--- start of Text shown ---
By JEFF KINGSTON from japantimes.co.jp
PLEASE LOOK AFTER MOM, by Kyung-Sook Shin. Alfred A. Knopf, 2011, 256 pp., $24.95 (hardcover)
This is an intimate drama brimming with sadness, suspense and surprises as the search for a missing mother in Seoul gives us glimpses into the heart of a family.
The novel is presented in the voices of the writer daughter, the businessman son, the housewife daughter, the abject father and the missing mom.
On a visit to the big city from their home in the countryside, the mom is separated from her husband at the bustling Seoul station and vanishes. The family mounts a search, distributing leaflets, offering a reward and scouring neighborhoods where there are reported sightings.
Amid this crisis we learn a great deal about changing norms, eroding family ties and fading rural rhythms in contemporary Korea. Family connections, and disconnections, are vividly portrayed through shared memories of a mother who meant more to everyone than anyone realized or expressed while she was around. She was the archetypal mom, always there for her children, but underappreciated and poorly understood.
The different glimpses into family and the absent matriarch are moving and shed light on a society in rapid transition and how people are navigating the crosscurrents.
--- end of Text shown ---
Written problem:
Print the stretch of the book review from "On a visit to" through "are reported sightings." without changing a word. You won't need the listing that follows.
--- start of Material ---
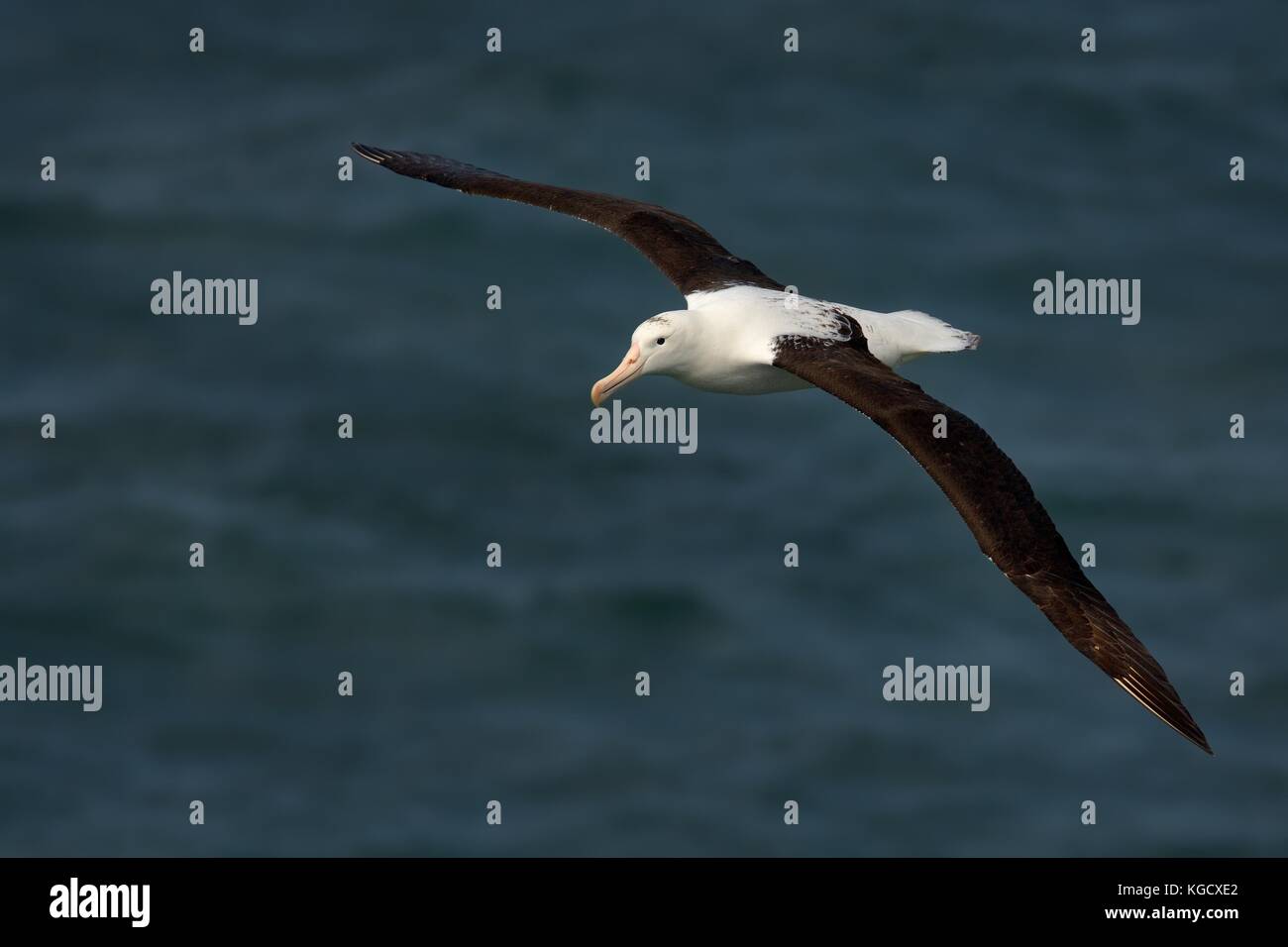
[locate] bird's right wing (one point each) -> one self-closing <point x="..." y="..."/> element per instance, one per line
<point x="999" y="505"/>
--- end of Material ---
Task answer:
On a visit to the big city from their home in the countryside, the mom is separated from her husband at the bustling Seoul station and vanishes. The family mounts a search, distributing leaflets, offering a reward and scouring neighborhoods where there are reported sightings.